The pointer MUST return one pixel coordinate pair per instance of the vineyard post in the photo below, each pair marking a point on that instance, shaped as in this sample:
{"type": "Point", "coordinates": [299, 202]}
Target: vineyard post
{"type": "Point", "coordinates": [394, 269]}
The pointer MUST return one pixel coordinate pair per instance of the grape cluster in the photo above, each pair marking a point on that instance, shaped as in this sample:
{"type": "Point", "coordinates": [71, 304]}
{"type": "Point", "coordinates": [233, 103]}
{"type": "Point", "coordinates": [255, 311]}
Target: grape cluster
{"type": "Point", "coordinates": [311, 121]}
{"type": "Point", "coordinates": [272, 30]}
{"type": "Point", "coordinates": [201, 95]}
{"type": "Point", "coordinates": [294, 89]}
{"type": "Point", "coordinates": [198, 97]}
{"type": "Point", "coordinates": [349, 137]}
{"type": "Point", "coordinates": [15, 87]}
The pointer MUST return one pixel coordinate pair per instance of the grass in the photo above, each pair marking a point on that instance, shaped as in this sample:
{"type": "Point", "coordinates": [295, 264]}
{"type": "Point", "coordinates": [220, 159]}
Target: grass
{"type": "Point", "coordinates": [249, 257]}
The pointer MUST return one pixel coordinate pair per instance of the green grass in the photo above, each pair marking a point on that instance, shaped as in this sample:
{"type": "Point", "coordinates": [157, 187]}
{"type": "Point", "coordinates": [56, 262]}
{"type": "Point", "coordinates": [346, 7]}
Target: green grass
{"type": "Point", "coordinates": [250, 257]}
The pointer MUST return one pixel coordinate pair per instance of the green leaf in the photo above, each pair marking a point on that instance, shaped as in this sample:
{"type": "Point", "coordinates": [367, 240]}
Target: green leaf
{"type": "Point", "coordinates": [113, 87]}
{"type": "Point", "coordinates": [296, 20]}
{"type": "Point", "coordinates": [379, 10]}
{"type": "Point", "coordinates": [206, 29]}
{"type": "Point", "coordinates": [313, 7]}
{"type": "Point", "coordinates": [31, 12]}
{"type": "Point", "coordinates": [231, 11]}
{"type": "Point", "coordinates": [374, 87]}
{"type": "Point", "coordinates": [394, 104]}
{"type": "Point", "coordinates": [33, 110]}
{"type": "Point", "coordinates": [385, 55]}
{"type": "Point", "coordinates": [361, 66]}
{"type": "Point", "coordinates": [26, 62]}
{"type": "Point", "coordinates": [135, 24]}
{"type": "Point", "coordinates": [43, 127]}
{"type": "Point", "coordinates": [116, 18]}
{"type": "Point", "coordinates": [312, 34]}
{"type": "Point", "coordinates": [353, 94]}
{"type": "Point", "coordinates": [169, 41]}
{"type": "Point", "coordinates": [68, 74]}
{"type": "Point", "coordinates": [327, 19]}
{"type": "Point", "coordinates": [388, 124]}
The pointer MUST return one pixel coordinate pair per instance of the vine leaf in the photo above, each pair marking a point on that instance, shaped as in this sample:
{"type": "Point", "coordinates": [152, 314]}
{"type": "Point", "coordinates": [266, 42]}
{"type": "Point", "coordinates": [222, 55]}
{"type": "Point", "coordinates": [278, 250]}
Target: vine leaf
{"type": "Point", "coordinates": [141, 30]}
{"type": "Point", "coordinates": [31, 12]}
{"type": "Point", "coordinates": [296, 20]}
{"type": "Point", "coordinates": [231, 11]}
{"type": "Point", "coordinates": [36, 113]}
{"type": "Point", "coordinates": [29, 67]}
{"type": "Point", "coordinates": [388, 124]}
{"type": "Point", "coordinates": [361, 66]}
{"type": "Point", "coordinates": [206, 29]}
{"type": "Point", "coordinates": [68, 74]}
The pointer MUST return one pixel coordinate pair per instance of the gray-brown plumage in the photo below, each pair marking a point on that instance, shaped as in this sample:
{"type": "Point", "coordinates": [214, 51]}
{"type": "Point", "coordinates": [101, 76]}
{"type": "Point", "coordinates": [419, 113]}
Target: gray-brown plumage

^^^^^^^^^^^^^^^^

→ **INSTRUCTIONS TO FOLLOW**: Return each line of the entries that holds the string "pair".

→ **RESULT OF THE TASK**:
The pointer MUST return one pixel coordinate pair per instance of the vineyard post in the photo below, each pair marking a point on that instance, shaped as in this sample:
The pointer MUST return one pixel coordinate pair per instance of the grape cluster in the photo above, each pair marking a point on that instance, shaped as in this sample:
The pointer MUST return one pixel coordinate pair per instance of the grass in the photo above, each pair marking a point on that instance, shaped as in this sample:
The pointer MUST return one pixel coordinate pair per instance of the green grass in the photo above, each pair marking a point on that instance, shaped as in this sample:
The pointer MUST return one pixel coordinate pair per instance of the green leaf in the photo above, each pair marking a point on that instance, shaped as in this sample:
The pointer MUST return one pixel coordinate pair per instance of the vine leaf in the photo above, each pair marking a point on that instance, shaped as in this sample:
The pointer MUST return one pixel coordinate pair per instance of the gray-brown plumage in the photo below, each pair marking a point on that instance, shaped as in this sample:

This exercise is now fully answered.